Dataset rows:
▼

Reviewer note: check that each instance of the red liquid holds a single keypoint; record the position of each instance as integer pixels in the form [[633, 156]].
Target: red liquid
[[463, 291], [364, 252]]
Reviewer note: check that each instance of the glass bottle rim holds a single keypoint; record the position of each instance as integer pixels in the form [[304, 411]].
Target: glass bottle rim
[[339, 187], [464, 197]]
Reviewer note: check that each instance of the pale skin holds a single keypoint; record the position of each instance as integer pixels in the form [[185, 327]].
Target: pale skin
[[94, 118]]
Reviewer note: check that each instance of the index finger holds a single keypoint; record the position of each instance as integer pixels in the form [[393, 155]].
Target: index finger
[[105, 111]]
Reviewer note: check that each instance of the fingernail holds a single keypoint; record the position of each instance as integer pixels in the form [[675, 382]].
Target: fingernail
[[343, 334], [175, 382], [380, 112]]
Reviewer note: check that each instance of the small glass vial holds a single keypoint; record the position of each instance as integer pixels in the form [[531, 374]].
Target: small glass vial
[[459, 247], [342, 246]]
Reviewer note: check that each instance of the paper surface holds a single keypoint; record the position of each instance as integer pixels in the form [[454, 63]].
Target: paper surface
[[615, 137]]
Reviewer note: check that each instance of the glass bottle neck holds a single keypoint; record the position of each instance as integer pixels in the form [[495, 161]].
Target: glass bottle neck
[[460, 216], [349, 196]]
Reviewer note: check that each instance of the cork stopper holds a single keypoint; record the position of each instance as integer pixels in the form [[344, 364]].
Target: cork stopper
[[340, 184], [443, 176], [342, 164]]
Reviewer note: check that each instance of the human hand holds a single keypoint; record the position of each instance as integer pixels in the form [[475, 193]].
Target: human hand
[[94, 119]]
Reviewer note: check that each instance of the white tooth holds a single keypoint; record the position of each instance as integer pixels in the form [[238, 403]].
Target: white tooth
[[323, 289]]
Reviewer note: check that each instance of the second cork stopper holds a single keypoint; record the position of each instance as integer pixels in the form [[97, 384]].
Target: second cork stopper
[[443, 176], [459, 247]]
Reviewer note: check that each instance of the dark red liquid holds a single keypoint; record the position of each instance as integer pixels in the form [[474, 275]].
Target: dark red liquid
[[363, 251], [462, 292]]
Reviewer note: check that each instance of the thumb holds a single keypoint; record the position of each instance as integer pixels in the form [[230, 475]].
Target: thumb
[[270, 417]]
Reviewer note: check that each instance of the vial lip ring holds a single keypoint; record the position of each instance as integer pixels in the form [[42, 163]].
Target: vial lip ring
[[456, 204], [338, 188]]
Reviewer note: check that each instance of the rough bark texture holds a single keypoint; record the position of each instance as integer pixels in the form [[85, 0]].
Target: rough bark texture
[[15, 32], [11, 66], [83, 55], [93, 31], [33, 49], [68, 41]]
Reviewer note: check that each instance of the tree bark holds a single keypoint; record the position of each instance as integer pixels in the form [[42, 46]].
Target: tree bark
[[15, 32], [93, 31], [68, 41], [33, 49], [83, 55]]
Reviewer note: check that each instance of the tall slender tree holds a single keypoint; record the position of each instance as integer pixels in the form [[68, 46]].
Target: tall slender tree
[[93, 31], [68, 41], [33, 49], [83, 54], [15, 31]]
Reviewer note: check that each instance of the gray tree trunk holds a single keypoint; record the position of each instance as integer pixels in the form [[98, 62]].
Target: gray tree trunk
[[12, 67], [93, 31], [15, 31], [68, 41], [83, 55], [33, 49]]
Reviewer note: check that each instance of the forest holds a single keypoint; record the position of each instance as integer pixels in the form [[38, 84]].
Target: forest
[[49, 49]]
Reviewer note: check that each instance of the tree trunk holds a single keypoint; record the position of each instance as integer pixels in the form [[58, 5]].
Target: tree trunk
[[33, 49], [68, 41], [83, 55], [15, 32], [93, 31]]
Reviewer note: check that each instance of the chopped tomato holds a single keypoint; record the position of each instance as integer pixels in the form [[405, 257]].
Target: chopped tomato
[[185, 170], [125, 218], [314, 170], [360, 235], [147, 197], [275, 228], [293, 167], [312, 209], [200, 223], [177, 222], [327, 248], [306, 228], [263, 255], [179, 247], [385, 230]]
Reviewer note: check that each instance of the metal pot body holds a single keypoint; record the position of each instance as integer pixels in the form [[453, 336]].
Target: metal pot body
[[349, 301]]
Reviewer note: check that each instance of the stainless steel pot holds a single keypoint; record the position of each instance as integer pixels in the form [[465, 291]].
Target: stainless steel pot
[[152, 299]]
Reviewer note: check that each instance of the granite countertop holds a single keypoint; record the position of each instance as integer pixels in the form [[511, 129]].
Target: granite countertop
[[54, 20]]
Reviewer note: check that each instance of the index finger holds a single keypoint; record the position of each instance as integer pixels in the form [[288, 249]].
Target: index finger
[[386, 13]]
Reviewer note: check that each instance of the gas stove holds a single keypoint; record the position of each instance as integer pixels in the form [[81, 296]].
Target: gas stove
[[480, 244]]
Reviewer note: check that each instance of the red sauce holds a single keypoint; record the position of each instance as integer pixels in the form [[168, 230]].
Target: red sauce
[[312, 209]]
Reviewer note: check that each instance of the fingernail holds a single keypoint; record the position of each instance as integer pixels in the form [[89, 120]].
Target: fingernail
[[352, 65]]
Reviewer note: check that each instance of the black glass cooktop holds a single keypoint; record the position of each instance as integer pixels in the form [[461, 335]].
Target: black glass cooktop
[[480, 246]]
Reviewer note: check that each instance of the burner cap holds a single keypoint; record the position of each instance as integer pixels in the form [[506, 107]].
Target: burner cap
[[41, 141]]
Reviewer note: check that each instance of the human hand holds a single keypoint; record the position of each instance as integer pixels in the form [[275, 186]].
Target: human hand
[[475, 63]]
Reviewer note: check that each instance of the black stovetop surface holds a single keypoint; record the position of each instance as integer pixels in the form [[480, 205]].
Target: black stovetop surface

▲

Format the stretch from the line containing "Reviewer note: check that each instance of the black glass" through the line containing "[[480, 246]]" as a JSON list of strings, with one string per line and blank lines omitted.

[
  "Reviewer note: check that each instance of the black glass cooktop holds a single keypoint; record the position of each instance as integer pixels in the form [[461, 335]].",
  "Target: black glass cooktop",
  "[[480, 246]]"
]